§ Written request
Return every line of the data below that contains the string "shorts", copying each line without changes.

§ Records
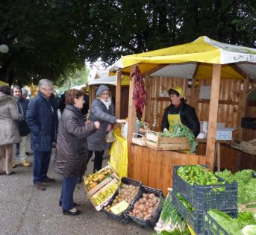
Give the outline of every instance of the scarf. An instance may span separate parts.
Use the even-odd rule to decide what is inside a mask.
[[[111,98],[110,97],[107,98],[107,101],[105,101],[104,99],[101,98],[101,101],[106,106],[107,110],[108,110],[109,107],[111,105]]]

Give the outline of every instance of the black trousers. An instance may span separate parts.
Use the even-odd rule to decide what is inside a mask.
[[[89,151],[89,160],[92,157],[92,155],[94,151],[94,166],[93,166],[93,173],[96,171],[99,172],[102,168],[102,160],[103,154],[104,150],[102,151]]]

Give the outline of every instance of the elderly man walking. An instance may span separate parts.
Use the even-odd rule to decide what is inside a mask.
[[[22,97],[22,90],[19,86],[13,86],[13,95],[17,100],[19,113],[22,114],[24,119],[25,119],[29,101]],[[27,140],[28,137],[29,137],[31,131],[28,128],[25,120],[19,122],[19,132],[22,137],[22,142],[19,144],[16,144],[16,156],[19,157],[20,164],[22,166],[30,166],[31,163],[28,161],[28,156],[26,154],[26,146],[28,143]],[[19,154],[17,153],[18,151]]]
[[[53,84],[48,79],[39,81],[39,93],[28,106],[26,122],[31,131],[31,148],[34,150],[33,183],[39,190],[46,190],[43,183],[53,183],[47,176],[52,141],[56,139],[57,115],[51,101]]]

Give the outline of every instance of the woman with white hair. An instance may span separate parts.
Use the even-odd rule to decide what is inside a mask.
[[[117,123],[125,123],[126,120],[118,119],[114,116],[113,106],[110,98],[110,90],[107,86],[101,85],[96,90],[96,98],[93,101],[90,109],[90,121],[100,122],[100,129],[87,137],[89,158],[94,151],[93,172],[102,168],[102,157],[107,148],[105,141],[106,134],[111,129],[112,125]]]

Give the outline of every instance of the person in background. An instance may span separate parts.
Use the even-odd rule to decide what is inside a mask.
[[[26,98],[28,99],[28,101],[31,100],[30,97],[28,97],[28,90],[25,88],[22,88],[22,98]],[[25,116],[24,117],[25,119]],[[32,154],[32,149],[31,148],[31,134],[30,134],[31,131],[29,131],[29,134],[27,136],[27,149],[26,149],[26,152],[25,154],[27,155],[28,154]]]
[[[51,107],[54,107],[54,110],[58,110],[58,100],[54,93],[51,94],[49,100],[50,100]],[[55,119],[54,123],[55,123],[56,128],[54,128],[54,139],[53,139],[53,143],[52,143],[53,148],[56,147],[57,130],[59,127],[59,119],[57,116],[57,115],[54,115],[54,119]]]
[[[26,122],[31,131],[31,148],[34,150],[33,183],[39,190],[46,190],[43,183],[53,183],[47,175],[50,163],[52,142],[57,130],[57,110],[51,104],[50,96],[53,84],[48,79],[39,81],[39,93],[28,106]]]
[[[16,107],[16,101],[11,95],[9,87],[0,87],[0,175],[11,175],[13,172],[13,145],[20,142],[16,122],[23,119]],[[5,171],[3,160],[5,158]]]
[[[89,158],[94,152],[93,172],[102,168],[102,157],[104,149],[107,148],[105,136],[111,129],[112,125],[117,123],[125,123],[125,119],[118,119],[113,116],[114,111],[111,99],[110,98],[110,90],[107,86],[101,85],[96,90],[96,98],[93,101],[90,109],[90,122],[99,121],[101,124],[100,129],[87,137]]]
[[[171,104],[165,110],[161,130],[172,131],[170,127],[177,122],[189,128],[195,138],[200,132],[200,123],[195,109],[185,103],[184,91],[181,87],[171,88],[169,90]]]
[[[59,109],[61,114],[63,112],[65,109],[65,106],[66,106],[65,96],[66,96],[66,93],[67,93],[67,90],[65,90],[65,92],[62,95],[60,95],[60,101]]]
[[[77,204],[73,201],[73,193],[78,178],[84,175],[88,160],[87,137],[100,126],[97,121],[85,123],[81,112],[84,104],[83,92],[69,90],[60,122],[54,167],[56,173],[63,177],[59,205],[65,215],[81,213],[75,207]]]
[[[16,157],[19,158],[20,165],[28,167],[31,166],[31,163],[28,161],[26,146],[31,131],[25,121],[25,116],[29,101],[22,97],[22,90],[19,86],[13,86],[13,95],[16,98],[19,113],[22,114],[24,118],[19,122],[19,132],[22,142],[16,144]]]

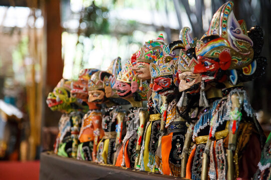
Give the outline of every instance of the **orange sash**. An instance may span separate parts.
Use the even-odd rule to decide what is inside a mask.
[[[168,136],[163,136],[162,138],[162,160],[163,174],[169,175],[170,173],[169,160],[170,150],[171,150],[171,142],[173,132],[171,132]]]
[[[193,164],[193,160],[194,160],[194,156],[195,156],[195,153],[196,152],[196,148],[197,147],[195,147],[192,150],[191,150],[191,153],[190,154],[190,156],[189,156],[188,160],[187,161],[187,164],[186,165],[186,175],[185,176],[185,178],[191,178],[191,169]]]

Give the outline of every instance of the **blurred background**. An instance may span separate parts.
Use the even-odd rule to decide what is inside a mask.
[[[0,0],[0,160],[38,160],[51,150],[61,114],[45,102],[63,77],[76,79],[83,68],[105,70],[122,62],[146,41],[163,33],[179,39],[184,26],[199,38],[226,0]],[[270,60],[269,0],[233,0],[237,20],[260,26],[261,56]],[[253,108],[271,130],[271,77],[246,84]]]

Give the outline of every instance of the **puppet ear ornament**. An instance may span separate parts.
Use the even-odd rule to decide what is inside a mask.
[[[154,86],[154,82],[153,80],[153,78],[151,79],[151,83],[150,84],[150,88],[153,88]]]
[[[185,92],[183,92],[182,96],[180,98],[179,102],[177,104],[177,106],[181,108],[182,106],[187,106],[187,94]]]
[[[204,82],[203,80],[201,81],[201,84],[200,85],[200,96],[199,101],[200,107],[207,108],[209,107],[209,104],[206,98],[205,95],[205,91],[204,90]]]

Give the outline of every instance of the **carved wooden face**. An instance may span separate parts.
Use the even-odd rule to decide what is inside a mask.
[[[56,87],[53,92],[49,94],[46,102],[53,111],[67,111],[70,108],[71,103],[76,100],[76,98],[70,97],[68,90],[62,87]]]
[[[151,80],[150,64],[146,62],[138,62],[132,67],[132,70],[136,72],[138,78],[143,80]]]
[[[172,76],[166,76],[155,78],[154,80],[153,92],[164,96],[173,94],[175,92],[175,85]]]
[[[132,96],[132,90],[130,84],[127,82],[116,80],[113,88],[117,91],[120,97],[128,98]]]
[[[102,90],[92,90],[88,92],[88,102],[98,104],[103,102],[105,94]]]
[[[180,84],[179,91],[186,91],[189,93],[196,93],[199,90],[201,76],[200,74],[194,74],[191,72],[185,72],[179,74]]]

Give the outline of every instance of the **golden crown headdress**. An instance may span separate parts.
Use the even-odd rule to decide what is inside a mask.
[[[169,54],[169,50],[165,44],[163,34],[160,34],[156,40],[150,40],[141,48],[137,53],[137,62],[148,64],[156,62],[165,54]]]
[[[201,38],[217,35],[220,38],[208,42],[197,42],[197,56],[218,58],[223,50],[229,51],[231,63],[229,70],[243,68],[253,60],[253,42],[247,36],[243,20],[238,22],[232,11],[233,2],[222,6],[214,14],[208,31]]]

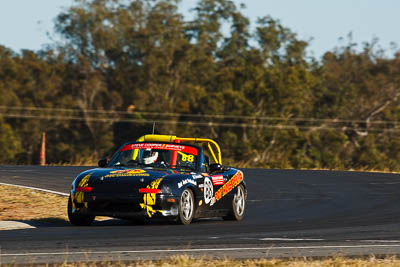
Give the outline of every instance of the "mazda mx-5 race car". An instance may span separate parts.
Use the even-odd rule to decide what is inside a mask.
[[[222,165],[215,141],[145,135],[75,178],[68,218],[75,225],[90,225],[95,216],[165,217],[181,224],[204,217],[242,220],[246,198],[243,173]]]

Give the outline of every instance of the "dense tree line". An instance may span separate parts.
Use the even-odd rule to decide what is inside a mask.
[[[0,46],[0,162],[87,163],[151,132],[216,139],[246,167],[400,170],[400,53],[351,42],[321,60],[227,0],[80,0],[61,42]],[[226,25],[229,31],[226,31]],[[351,41],[351,40],[350,40]]]

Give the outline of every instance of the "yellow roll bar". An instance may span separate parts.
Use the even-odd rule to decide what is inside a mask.
[[[215,142],[214,140],[211,140],[211,139],[177,137],[174,135],[147,134],[147,135],[143,135],[143,136],[139,137],[136,141],[137,142],[145,142],[145,141],[175,142],[175,140],[193,142],[193,143],[206,143],[208,151],[210,152],[214,161],[216,163],[222,164],[221,148],[219,147],[217,142]],[[216,149],[216,153],[213,150],[213,146]],[[137,152],[136,152],[136,155],[134,155],[133,157],[136,158],[136,156],[137,156]]]

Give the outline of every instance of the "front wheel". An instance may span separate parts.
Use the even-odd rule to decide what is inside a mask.
[[[192,190],[186,188],[183,190],[178,207],[178,222],[181,224],[190,224],[194,217],[194,196]]]
[[[246,209],[246,191],[243,185],[239,185],[232,200],[232,210],[223,217],[224,220],[241,221],[244,217]]]
[[[72,210],[71,196],[68,198],[68,219],[70,223],[80,226],[91,225],[94,221],[95,216],[80,214],[79,212],[73,212]]]

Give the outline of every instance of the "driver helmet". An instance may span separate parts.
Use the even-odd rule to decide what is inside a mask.
[[[144,164],[155,163],[158,158],[158,152],[152,152],[150,148],[143,151]]]

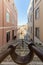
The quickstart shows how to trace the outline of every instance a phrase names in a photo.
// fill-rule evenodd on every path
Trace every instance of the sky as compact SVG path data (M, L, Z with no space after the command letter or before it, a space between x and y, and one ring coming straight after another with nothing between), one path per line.
M27 9L30 0L14 0L18 11L18 25L25 25L28 22L27 19Z

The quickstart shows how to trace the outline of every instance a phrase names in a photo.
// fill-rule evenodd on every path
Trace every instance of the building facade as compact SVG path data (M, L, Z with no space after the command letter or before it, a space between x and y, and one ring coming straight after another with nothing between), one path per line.
M32 0L32 3L33 3L33 0ZM28 12L30 11L28 10ZM33 22L32 22L32 25L33 25ZM35 40L37 38L38 41L40 40L41 42L43 42L43 0L34 0L34 38Z
M17 35L17 9L14 0L0 0L0 46Z

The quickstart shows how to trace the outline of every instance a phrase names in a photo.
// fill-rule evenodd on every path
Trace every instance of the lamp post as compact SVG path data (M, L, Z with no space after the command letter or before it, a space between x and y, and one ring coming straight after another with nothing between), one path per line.
M33 0L33 43L34 43L34 0Z

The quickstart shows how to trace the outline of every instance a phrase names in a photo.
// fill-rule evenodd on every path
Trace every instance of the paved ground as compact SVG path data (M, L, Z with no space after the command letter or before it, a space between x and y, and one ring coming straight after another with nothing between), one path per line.
M12 41L11 43L16 43L16 41ZM24 43L25 44L25 43ZM28 48L27 48L27 45L25 44L25 46L22 48L21 44L17 47L16 49L16 52L19 54L19 55L26 55L28 54ZM11 56L9 55L8 57L6 57L4 59L4 61L1 63L2 65L18 65L16 63L13 62ZM32 60L31 63L27 64L27 65L43 65L43 63L41 62L41 60L36 56L34 55L34 58Z

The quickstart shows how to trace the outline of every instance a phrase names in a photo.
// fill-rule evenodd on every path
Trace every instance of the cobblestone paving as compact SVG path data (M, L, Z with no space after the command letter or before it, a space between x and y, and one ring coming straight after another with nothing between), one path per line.
M1 49L1 51L2 51L2 49ZM27 46L26 47L24 46L24 52L23 52L22 47L19 47L19 46L17 47L17 50L16 50L16 52L19 55L26 55L28 53L28 51L29 50L27 49ZM10 55L7 56L1 64L2 65L18 65L18 64L16 64L16 63L13 62L13 60L12 60L12 58L11 58ZM36 55L34 55L34 58L33 58L32 62L29 63L29 64L27 64L27 65L43 65L43 63L41 62L41 60Z

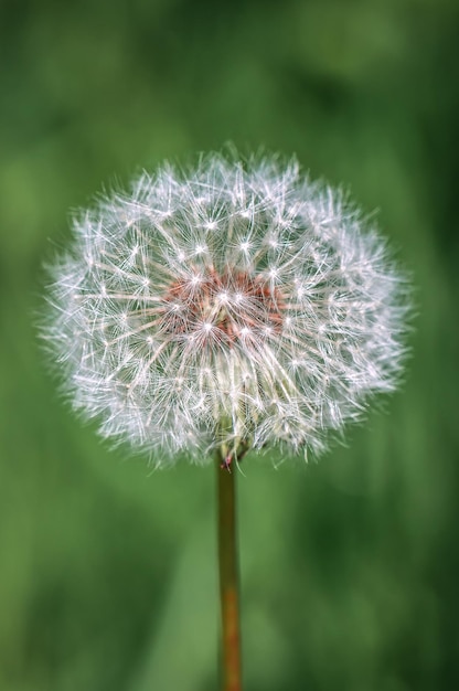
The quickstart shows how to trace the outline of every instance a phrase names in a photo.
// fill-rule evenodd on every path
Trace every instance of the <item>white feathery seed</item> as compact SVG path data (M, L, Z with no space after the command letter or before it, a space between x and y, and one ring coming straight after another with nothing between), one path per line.
M397 382L404 277L296 161L164 166L74 233L43 334L75 408L157 465L222 446L319 454Z

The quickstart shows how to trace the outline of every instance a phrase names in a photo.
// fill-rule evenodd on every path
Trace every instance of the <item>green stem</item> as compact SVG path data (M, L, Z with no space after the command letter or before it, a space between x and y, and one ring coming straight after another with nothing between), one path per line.
M222 691L242 691L239 578L237 565L234 458L218 450L218 563L222 608Z

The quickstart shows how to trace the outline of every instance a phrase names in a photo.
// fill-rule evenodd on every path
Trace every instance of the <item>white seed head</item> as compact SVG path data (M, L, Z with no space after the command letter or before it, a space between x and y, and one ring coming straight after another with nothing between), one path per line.
M143 173L74 222L43 333L104 436L172 463L316 454L394 389L408 310L384 241L295 161Z

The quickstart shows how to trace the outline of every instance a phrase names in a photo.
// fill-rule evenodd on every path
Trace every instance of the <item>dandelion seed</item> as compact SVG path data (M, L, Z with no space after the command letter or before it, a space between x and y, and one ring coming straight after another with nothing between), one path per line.
M404 278L359 210L295 161L163 167L74 234L44 336L75 407L158 464L222 445L320 454L396 385Z

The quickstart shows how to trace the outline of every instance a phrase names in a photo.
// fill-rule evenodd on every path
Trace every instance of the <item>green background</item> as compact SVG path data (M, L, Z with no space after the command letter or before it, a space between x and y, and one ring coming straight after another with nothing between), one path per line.
M346 447L243 464L246 689L459 688L458 3L0 12L1 691L217 687L214 471L104 446L35 322L68 210L228 140L296 152L377 210L417 312L403 387Z

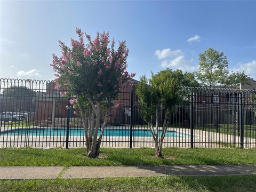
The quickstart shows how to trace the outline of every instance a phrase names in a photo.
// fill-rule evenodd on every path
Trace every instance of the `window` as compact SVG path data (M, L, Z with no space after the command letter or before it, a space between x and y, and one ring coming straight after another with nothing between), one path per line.
M214 103L218 103L219 102L219 95L213 95L213 102Z

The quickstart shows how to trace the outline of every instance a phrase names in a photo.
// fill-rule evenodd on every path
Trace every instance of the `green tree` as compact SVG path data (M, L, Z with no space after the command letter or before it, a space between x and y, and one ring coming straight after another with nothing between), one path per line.
M140 78L137 89L139 110L144 120L148 123L155 143L156 156L162 157L163 142L165 137L171 114L175 105L180 100L179 90L181 87L180 71L166 69L157 74L152 73L151 78L145 76ZM159 126L159 107L164 113L164 122ZM156 126L153 125L155 118ZM159 131L159 129L161 131Z
M200 87L200 83L196 79L195 73L185 72L183 75L182 85L183 86Z
M197 79L205 86L214 87L246 84L248 76L244 72L231 73L228 70L228 61L223 52L209 48L199 54Z
M3 92L3 98L10 105L10 110L13 111L29 110L29 106L33 107L32 99L34 95L34 91L24 86L12 86Z
M115 51L114 39L110 47L108 46L108 33L97 33L93 41L86 34L86 45L84 33L80 29L77 29L76 33L79 41L71 39L71 47L60 42L62 55L59 58L53 55L51 65L57 73L55 76L59 77L55 88L68 90L67 95L74 98L70 102L78 109L82 116L88 157L95 158L99 156L114 100L127 79L135 74L129 75L126 71L129 51L125 41L119 42ZM103 123L101 126L101 116L103 112Z

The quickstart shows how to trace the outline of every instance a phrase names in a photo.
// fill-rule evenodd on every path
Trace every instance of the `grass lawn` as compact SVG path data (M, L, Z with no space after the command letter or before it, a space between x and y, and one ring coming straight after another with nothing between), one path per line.
M102 148L99 158L86 156L85 148L1 148L0 166L256 164L256 149L163 149L164 158L152 148Z
M256 175L0 180L0 191L255 191Z

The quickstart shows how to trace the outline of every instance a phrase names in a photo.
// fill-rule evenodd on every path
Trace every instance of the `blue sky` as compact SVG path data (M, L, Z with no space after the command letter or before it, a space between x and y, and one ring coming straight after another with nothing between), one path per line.
M208 47L256 79L256 2L1 1L1 78L54 78L52 54L76 27L126 40L136 79L166 67L192 71Z

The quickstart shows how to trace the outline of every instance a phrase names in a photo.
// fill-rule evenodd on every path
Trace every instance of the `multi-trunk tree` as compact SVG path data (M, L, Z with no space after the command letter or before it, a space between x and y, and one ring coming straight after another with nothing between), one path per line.
M73 97L70 104L82 116L87 156L95 158L99 156L114 100L128 78L135 74L129 74L126 71L129 50L125 41L119 42L115 50L114 39L108 47L108 33L98 33L94 40L85 34L86 44L84 33L77 28L76 33L79 40L71 38L71 47L59 42L62 55L53 54L51 66L58 77L55 88L68 90L67 97Z
M151 79L147 79L145 76L141 77L137 87L139 110L149 126L155 143L156 156L158 157L163 156L163 142L171 114L180 101L181 83L180 71L167 69L155 75L152 74ZM158 122L162 114L159 108L164 114L161 126Z

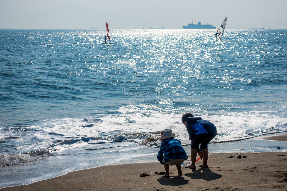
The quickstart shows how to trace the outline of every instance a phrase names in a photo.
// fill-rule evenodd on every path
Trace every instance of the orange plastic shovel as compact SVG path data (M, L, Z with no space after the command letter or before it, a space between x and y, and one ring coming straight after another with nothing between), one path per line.
M199 159L200 159L200 157L199 157L199 158L198 158L195 161L195 162L197 162L197 161L198 160L199 160ZM202 160L202 159L201 159L201 160Z

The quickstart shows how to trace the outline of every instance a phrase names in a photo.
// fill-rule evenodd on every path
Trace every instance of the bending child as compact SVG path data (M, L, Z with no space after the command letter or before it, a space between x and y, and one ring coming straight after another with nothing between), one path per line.
M181 176L181 165L187 159L187 155L180 141L174 138L174 134L171 129L164 129L161 133L160 138L163 141L158 153L158 160L164 165L165 170L165 174L162 176L169 177L169 166L174 165L177 169L178 174Z
M208 149L207 145L216 136L216 127L211 122L203 120L201 117L195 117L190 113L184 114L181 121L186 127L189 135L189 140L191 141L190 151L191 164L185 168L195 169L195 159L197 154L198 154L203 160L202 164L199 165L199 166L208 168L207 160L208 158ZM202 149L202 153L199 148L199 144Z

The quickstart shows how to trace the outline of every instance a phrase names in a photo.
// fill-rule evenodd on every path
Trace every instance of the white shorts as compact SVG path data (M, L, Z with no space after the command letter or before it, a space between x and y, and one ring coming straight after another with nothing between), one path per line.
M165 162L164 160L162 159L162 162L165 162L170 166L175 165L181 165L184 161L184 159L170 159L167 162Z

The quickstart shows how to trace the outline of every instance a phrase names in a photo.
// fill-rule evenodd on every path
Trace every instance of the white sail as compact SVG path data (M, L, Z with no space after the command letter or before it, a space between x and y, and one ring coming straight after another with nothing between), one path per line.
M226 24L226 21L227 20L227 17L225 17L225 18L223 20L223 22L222 22L222 24L221 26L219 27L219 28L217 30L217 35L219 37L219 39L221 39L221 37L223 34L223 31L224 31L224 28L225 27L225 25Z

§ Solved exercise
Trace every instance of the white shorts as compact SVG path data (M, L, Z with no space after the command letter or before it, a space between x and y, and one ring coming straight after another with nothing between), one path per line.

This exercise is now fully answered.